*WHAT TO DO*
Retype each record shown below, leaving every character as it is.

*SOURCE RECORDS*

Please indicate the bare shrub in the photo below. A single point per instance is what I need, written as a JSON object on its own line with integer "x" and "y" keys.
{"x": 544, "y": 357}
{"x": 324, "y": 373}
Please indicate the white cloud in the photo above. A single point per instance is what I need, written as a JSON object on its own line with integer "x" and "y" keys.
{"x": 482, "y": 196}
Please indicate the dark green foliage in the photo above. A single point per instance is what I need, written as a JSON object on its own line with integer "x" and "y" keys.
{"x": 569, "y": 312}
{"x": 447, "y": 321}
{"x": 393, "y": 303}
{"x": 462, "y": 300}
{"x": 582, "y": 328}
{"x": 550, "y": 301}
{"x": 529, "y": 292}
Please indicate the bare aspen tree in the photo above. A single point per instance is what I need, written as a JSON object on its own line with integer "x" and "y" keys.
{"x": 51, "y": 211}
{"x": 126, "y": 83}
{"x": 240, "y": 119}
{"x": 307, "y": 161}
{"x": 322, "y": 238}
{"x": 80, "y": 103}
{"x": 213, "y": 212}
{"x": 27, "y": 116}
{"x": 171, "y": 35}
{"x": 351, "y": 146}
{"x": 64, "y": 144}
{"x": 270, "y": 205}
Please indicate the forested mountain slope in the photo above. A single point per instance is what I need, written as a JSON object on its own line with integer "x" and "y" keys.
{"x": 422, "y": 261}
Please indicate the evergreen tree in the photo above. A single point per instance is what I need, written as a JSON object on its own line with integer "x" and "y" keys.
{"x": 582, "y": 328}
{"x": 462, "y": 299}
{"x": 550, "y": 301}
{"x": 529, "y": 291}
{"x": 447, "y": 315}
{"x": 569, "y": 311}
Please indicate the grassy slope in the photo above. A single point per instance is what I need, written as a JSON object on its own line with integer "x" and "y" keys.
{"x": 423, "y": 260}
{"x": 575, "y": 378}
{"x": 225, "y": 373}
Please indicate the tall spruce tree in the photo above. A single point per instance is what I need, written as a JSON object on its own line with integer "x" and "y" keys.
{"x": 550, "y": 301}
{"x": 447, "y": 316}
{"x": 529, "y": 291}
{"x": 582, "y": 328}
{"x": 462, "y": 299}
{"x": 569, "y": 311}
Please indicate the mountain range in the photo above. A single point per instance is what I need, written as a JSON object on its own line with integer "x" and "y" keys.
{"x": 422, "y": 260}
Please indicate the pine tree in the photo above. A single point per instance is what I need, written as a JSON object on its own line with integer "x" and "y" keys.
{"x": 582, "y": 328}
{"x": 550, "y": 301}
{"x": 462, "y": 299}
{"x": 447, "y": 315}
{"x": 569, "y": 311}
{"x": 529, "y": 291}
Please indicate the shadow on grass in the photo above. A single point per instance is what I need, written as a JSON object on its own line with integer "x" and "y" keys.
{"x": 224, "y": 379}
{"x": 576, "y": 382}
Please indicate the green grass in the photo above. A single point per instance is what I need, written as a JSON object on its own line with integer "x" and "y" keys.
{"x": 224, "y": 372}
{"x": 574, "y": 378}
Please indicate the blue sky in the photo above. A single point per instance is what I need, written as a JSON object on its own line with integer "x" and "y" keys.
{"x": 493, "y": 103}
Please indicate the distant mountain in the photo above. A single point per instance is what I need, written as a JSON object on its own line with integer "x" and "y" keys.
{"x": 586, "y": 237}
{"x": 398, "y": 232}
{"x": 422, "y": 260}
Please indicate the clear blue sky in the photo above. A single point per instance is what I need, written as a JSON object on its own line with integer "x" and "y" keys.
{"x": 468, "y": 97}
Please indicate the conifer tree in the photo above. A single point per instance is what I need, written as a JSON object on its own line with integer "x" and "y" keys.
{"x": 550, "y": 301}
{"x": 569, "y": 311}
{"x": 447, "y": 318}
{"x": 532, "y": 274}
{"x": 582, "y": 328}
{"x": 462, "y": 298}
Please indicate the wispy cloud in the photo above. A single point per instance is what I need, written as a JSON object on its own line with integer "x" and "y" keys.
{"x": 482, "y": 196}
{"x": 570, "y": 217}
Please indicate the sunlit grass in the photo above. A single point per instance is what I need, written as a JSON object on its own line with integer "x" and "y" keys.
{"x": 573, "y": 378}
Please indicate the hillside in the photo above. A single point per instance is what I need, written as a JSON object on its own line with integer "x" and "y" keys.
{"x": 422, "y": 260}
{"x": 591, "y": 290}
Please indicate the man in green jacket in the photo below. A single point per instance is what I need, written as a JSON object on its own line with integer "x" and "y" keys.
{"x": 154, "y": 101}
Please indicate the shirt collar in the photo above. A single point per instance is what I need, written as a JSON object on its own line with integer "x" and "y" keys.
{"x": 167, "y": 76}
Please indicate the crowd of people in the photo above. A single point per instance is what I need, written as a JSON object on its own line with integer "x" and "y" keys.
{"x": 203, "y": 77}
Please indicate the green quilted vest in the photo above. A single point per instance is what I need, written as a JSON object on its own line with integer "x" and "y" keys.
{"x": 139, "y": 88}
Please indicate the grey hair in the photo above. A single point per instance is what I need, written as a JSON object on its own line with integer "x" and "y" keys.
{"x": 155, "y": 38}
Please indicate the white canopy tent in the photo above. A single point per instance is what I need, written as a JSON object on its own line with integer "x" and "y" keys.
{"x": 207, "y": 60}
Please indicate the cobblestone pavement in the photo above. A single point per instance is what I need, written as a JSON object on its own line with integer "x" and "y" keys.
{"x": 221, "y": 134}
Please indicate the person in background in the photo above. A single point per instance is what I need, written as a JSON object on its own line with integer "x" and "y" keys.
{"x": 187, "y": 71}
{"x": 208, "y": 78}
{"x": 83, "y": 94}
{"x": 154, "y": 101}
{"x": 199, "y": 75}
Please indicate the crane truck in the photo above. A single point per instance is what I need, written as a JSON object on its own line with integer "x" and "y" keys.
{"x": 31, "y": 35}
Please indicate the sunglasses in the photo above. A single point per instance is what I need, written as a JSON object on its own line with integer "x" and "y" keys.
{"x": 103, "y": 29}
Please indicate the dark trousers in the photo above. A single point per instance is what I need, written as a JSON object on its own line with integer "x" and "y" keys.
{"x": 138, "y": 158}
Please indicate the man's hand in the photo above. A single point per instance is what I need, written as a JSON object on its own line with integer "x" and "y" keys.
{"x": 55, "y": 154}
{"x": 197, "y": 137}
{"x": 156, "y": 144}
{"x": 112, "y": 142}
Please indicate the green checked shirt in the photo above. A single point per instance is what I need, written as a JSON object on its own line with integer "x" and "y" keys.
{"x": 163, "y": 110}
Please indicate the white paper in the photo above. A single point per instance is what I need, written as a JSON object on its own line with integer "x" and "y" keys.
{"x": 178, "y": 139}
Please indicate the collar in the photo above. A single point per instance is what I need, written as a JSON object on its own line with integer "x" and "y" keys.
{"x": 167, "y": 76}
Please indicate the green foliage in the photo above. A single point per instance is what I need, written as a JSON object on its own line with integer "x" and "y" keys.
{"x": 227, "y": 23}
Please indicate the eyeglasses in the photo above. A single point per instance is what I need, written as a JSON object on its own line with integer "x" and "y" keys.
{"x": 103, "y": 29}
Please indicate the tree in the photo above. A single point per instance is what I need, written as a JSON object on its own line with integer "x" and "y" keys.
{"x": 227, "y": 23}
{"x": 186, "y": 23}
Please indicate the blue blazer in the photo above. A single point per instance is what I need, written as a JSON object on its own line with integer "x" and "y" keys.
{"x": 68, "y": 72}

*RESPONSE TO THE EXERCISE*
Please indicate the bare shrub in the photo below. A single point per instance is what I need, written as a JSON object on its own line with integer "x" and "y" keys.
{"x": 544, "y": 357}
{"x": 324, "y": 373}
Please indicate the white cloud in the photo above. A single point per instance is what I need, written as a JSON object on its own line with integer "x" and "y" keys.
{"x": 482, "y": 196}
Please indicate the dark green foliage in the photo above. A single point per instance is what I need, written as a JSON object on its own line with integer "x" and "y" keys.
{"x": 569, "y": 312}
{"x": 447, "y": 321}
{"x": 393, "y": 303}
{"x": 462, "y": 300}
{"x": 582, "y": 328}
{"x": 550, "y": 301}
{"x": 529, "y": 292}
Please indicate the bare aspen tree in the photo above. A single point per instance is what I need, written as a JSON object on its own line with integer "x" and "y" keys.
{"x": 51, "y": 211}
{"x": 126, "y": 83}
{"x": 240, "y": 119}
{"x": 307, "y": 161}
{"x": 322, "y": 238}
{"x": 80, "y": 103}
{"x": 213, "y": 212}
{"x": 27, "y": 116}
{"x": 171, "y": 35}
{"x": 351, "y": 146}
{"x": 64, "y": 144}
{"x": 270, "y": 205}
Please indicate the forested mountain slope in the photo above. A single point per instance is what I need, written as a JSON object on its own line with integer "x" and "y" keys.
{"x": 422, "y": 261}
Please indicate the evergreen tree in the photo above. A single point per instance is what I need, written as a JSON object on its own line with integer "x" and "y" keys.
{"x": 582, "y": 328}
{"x": 462, "y": 299}
{"x": 550, "y": 301}
{"x": 529, "y": 291}
{"x": 447, "y": 315}
{"x": 569, "y": 311}
Please indicate the grassy slope in the photo above. A single point per instance is what I need, written as a JSON object on its own line with integer "x" and "y" keys.
{"x": 423, "y": 260}
{"x": 575, "y": 378}
{"x": 225, "y": 373}
Please indicate the tall spruce tree in the photo above. A single point per instance is what I need, written as a JSON object on its own line with integer "x" and "y" keys.
{"x": 550, "y": 301}
{"x": 447, "y": 316}
{"x": 529, "y": 291}
{"x": 582, "y": 328}
{"x": 462, "y": 299}
{"x": 569, "y": 311}
Please indicate the mountain range in the photo above. A single point per instance is what I need, written as a JSON object on its own line with integer "x" and "y" keys.
{"x": 422, "y": 260}
Please indicate the pine tree in the photo above. A single point per instance is what I need, written as a JSON object on its own line with integer "x" and "y" keys.
{"x": 582, "y": 328}
{"x": 550, "y": 301}
{"x": 462, "y": 299}
{"x": 447, "y": 315}
{"x": 569, "y": 311}
{"x": 529, "y": 291}
Please indicate the shadow on grass in the photo above. A single point per instance is what I need, written as a JSON object on its own line with integer "x" and "y" keys.
{"x": 224, "y": 379}
{"x": 576, "y": 382}
Please indicate the green grass in the photo above. A single point per instance is what I need, written as a JSON object on its own line with integer "x" and "y" keys.
{"x": 224, "y": 372}
{"x": 574, "y": 378}
Please indicate the blue sky in the photo above. A single point per instance is what I need, written as a JSON object on its own line with integer "x" and "y" keys.
{"x": 493, "y": 103}
Please indicate the distant mountain in the photo above. A single point per instance is what I need, written as a JSON object on its own line with integer "x" and "y" keys.
{"x": 586, "y": 237}
{"x": 398, "y": 232}
{"x": 422, "y": 260}
Please indicate the clear blue sky in the photo above. A single point per instance is what I need, written as a JSON object on its own line with integer "x" and "y" keys.
{"x": 468, "y": 97}
Please indicate the conifer tree in the photo above. A single point per instance is what I need, written as a JSON object on its own line with integer "x" and "y" keys.
{"x": 550, "y": 301}
{"x": 569, "y": 311}
{"x": 447, "y": 318}
{"x": 532, "y": 274}
{"x": 582, "y": 328}
{"x": 462, "y": 298}
Please indicate the wispy cloud in the photo above. A single point per instance is what I need, written as a JSON object on its own line with integer "x" and "y" keys.
{"x": 482, "y": 196}
{"x": 570, "y": 217}
Please indicate the sunlit grass in the photo above. A single point per instance is what I need, written as a JSON object on its own line with integer "x" and "y" keys.
{"x": 573, "y": 378}
Please indicate the hillside in the photo above. A single point per instance is what I need, written as a JSON object on its own line with integer "x" and "y" keys.
{"x": 422, "y": 260}
{"x": 591, "y": 290}
Please indicate the man in green jacket in the photo below. A single point per instance is what I need, written as a JSON object on its own line with integer "x" and "y" keys.
{"x": 154, "y": 101}
Please indicate the shirt collar in the photo above. A single point per instance is what I need, written as a JSON object on its own line with integer "x" and "y" keys.
{"x": 167, "y": 76}
Please indicate the crowd of people in the photo above. A single point per instance is what I need, written as a JSON object on its own line with integer "x" and "y" keys.
{"x": 203, "y": 77}
Please indicate the green quilted vest in the photo above. A single point per instance is what I need, written as a JSON object on its own line with integer "x" and "y" keys.
{"x": 139, "y": 88}
Please indicate the grey hair in the photo above. A single point per instance is what I need, written as a JSON object on its own line with integer "x" and "y" keys.
{"x": 155, "y": 38}
Please indicate the white canopy tent in the photo above. A single point per instance is what I need, written as a JSON object on its own line with integer "x" and "y" keys.
{"x": 207, "y": 60}
Please indicate the cobblestone pavement in the photo above. A single point per instance is what I need, written as a JSON object on its own line with integer "x" and "y" keys.
{"x": 221, "y": 134}
Please indicate the person in background in the photo above. A single point per instance is what I need, written as a JSON object on its own line with integer "x" and "y" keys.
{"x": 187, "y": 71}
{"x": 208, "y": 78}
{"x": 83, "y": 94}
{"x": 154, "y": 101}
{"x": 199, "y": 75}
Please indicate the crane truck in the photo above. A single point per instance is what I need, written as a JSON object on its own line with integer "x" and "y" keys.
{"x": 31, "y": 35}
Please indicate the sunglasses in the photo above. A single point per instance is what I need, written as a JSON object on its own line with integer "x" and "y" keys.
{"x": 103, "y": 29}
Please indicate the dark trousers in the photo above. A single point per instance is what I need, written as a JSON object on its own line with integer "x" and "y" keys.
{"x": 138, "y": 158}
Please indicate the man's hand in the photo above. A single point per instance is what I need, written as a JSON object on its own line with integer "x" and "y" keys.
{"x": 55, "y": 154}
{"x": 197, "y": 137}
{"x": 156, "y": 144}
{"x": 112, "y": 142}
Please indicate the green checked shirt in the photo above. A single point per instance is what I need, written as a JSON object on its own line with integer "x" and "y" keys.
{"x": 163, "y": 110}
Please indicate the white paper in the photo above. A single point per instance is what I need, written as a JSON object on its own line with integer "x" and "y" keys.
{"x": 178, "y": 139}
Please indicate the collar in the photo above. A single point per instance is what I need, written as a JSON object on its own line with integer "x" and "y" keys.
{"x": 167, "y": 76}
Please indicate the green foliage in the photo above. A single point per instance is what I need, written as a JSON object on its own line with integer "x" and "y" keys.
{"x": 227, "y": 23}
Please indicate the eyeglasses in the photo above. A single point per instance is what I need, written as a JSON object on its own line with integer "x" and "y" keys.
{"x": 103, "y": 29}
Please indicate the tree in the photo above. A single point per instance is what I need, written as a JSON object on its own line with integer "x" and "y" keys.
{"x": 227, "y": 23}
{"x": 186, "y": 23}
Please indicate the blue blazer in the photo above. A single point per instance is what I need, written as a JSON object on its own line with integer "x" and "y" keys.
{"x": 68, "y": 72}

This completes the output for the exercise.